■ Activities:
**a)** In the HIV vaccine article, how many grants did the Gates Foundation announce last month, and what was their total value?
**b)** Rewrite the part of the HIV vaccine article starting at "When the Bill" and ending at "at low cost.", replacing "investigator-driven grants" with "single-laboratory grants".

■ Quoted passage:
-- Opening Marker --

With no vaccine to show for more than 20 years of work, the HIV-vaccine community is being forced to radically change the way it works. Funding organizations are insisting on a 'big science' approach involving huge data-sharing collaborations. But AIDS researchers are divided over whether such a strategy will really speed progress towards a vaccine.

When the Bill & Melinda Gates Foundation announced a US$300-million call for proposals in HIV vaccine research last year, it marked a key change for researchers used to chasing investigator-driven grants. Individual groups need not apply, said the foundation. Instead, it demanded that research groups organize themselves into bigger consortia, then jointly submit large, multimillion-dollar proposals with clear milestones and goals. The consortia had to agree to share data with each other, and to ensure that any patents won would allow vaccines to be made available to developing countries at low cost.

Researchers duly did as they were asked, and last month the Gates Foundation announced the winners of 16 grants, totalling $287 million over five years. They will establish an international network of 11 vaccine-discovery consortia, plus 5 support and data-analysis facilities — bringing together 165 investigators from 19 countries in a single effort (see 'Some of the winners...').

The move comes a year after the US National Institutes of Health put some $315 million over 7 years into a similar group of consortia to create the Center for HIV-AIDS Vaccine Immunology (CHAVI).

A clutch of consortia will receive US$287 million in an attempt to alleviate the plight of AIDS sufferers. Credit: J. DELAY/AP

The idea of large consortia working on AIDS vaccine research was put forward in 2003 by a group of research funders. It was outlined earlier this year by the Global HIV Vaccine Enterprise, a virtual consortium aimed at accelerating HIV vaccine development that was endorsed by the G8 summit in July.

-- Closing Marker --

■ Raw data:
-- Opening Marker --

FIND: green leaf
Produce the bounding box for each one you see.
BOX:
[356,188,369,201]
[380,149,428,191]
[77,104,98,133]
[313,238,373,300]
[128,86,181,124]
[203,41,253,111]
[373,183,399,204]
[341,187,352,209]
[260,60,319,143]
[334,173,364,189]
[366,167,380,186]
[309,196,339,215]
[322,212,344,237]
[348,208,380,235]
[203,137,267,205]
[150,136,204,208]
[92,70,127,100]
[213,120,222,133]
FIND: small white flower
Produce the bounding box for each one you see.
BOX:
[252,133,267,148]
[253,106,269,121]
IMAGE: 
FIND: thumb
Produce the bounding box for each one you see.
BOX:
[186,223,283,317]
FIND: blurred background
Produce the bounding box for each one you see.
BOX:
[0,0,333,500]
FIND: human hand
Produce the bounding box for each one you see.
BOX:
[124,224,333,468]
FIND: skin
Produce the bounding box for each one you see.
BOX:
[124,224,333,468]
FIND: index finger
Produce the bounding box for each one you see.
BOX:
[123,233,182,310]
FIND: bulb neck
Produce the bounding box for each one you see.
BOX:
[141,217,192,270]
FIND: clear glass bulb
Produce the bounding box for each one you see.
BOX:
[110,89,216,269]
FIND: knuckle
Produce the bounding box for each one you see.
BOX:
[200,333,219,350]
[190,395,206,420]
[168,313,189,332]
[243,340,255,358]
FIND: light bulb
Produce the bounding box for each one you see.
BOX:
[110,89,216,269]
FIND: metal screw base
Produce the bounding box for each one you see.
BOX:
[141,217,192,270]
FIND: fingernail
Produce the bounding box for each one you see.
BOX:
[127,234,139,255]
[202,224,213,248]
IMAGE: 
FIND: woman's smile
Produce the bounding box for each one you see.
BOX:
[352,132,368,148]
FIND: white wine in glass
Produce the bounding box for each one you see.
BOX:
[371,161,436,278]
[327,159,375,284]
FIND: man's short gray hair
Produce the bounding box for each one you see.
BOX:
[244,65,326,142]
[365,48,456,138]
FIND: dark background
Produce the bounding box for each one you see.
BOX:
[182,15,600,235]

-- Closing Marker --

■ Activity answers:
**a)** 16 grants, totalling $287 million over five years.

**b)**
When the Bill & Melinda Gates Foundation announced a US$300-million call for proposals in HIV vaccine research last year, it marked a key change for researchers used to chasing single-laboratory grants. Individual groups need not apply, said the foundation. Instead, it demanded that research groups organize themselves into bigger consortia, then jointly submit large, multimillion-dollar proposals with clear milestones and goals. The consortia had to agree to share data with each other, and to ensure that any patents won would allow vaccines to be made available to developing countries at low cost.